→ Required work
Below are records to print word for word; include none of their pictures.

[Saved entries]
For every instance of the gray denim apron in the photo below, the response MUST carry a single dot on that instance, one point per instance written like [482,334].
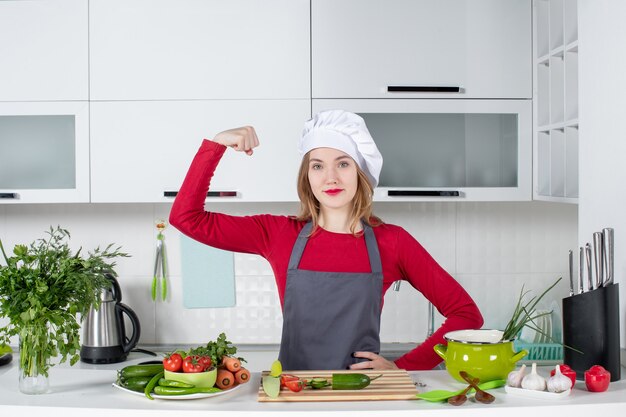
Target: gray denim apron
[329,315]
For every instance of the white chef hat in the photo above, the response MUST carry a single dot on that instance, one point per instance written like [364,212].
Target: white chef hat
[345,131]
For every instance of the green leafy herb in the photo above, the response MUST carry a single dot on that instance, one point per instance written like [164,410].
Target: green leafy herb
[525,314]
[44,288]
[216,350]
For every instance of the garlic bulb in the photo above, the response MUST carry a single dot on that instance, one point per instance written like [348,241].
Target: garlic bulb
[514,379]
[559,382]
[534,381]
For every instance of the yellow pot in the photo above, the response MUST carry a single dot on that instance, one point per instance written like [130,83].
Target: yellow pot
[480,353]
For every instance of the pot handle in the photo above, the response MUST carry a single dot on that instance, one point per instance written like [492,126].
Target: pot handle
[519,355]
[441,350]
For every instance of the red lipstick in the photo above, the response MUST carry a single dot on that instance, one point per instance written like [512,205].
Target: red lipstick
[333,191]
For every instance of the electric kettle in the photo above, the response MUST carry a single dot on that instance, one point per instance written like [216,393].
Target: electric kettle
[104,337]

→ Problem solution
For every instance of the gray denim apron in the photo below, the response MUST carry a single dot on that instance, one point per instance written like [482,334].
Target: gray denim apron
[329,315]
For every instance of the white chef hat in the photo above, the response MUST carry a single dot on that instance, one point per instance written like [364,212].
Target: white chef hat
[345,131]
For every instance of the green leafy herb in the photo above, the response MUST carry a single dot on that instance, one point per instance written like [164,410].
Target: green leafy herb
[525,314]
[44,288]
[216,350]
For every instance of the garlic bulb in the photo above, the response MUST carry a single dot on that instance, one point per instance written like [348,241].
Target: garlic bulb
[514,379]
[559,382]
[534,381]
For every instance of the yellow pot in the photo above, the response MUST carry a single dot on that instance, one point per instance written like [130,83].
Target: yellow pot
[480,353]
For every instance of the pot handle in the photo above, the response MUST carry a single dot on that instance, one point per instance written like [492,126].
Target: pot handle
[519,355]
[441,350]
For every instance of the red lipstick in the photo above, the response MUST carry a single dot on that instance, one point per instance written like [512,205].
Target: red lipstick
[333,191]
For every instance of the electric kettle in the photo above, the response MUST carry a single dot on that instance, one point per instance written like [216,393].
Target: electric kettle
[104,337]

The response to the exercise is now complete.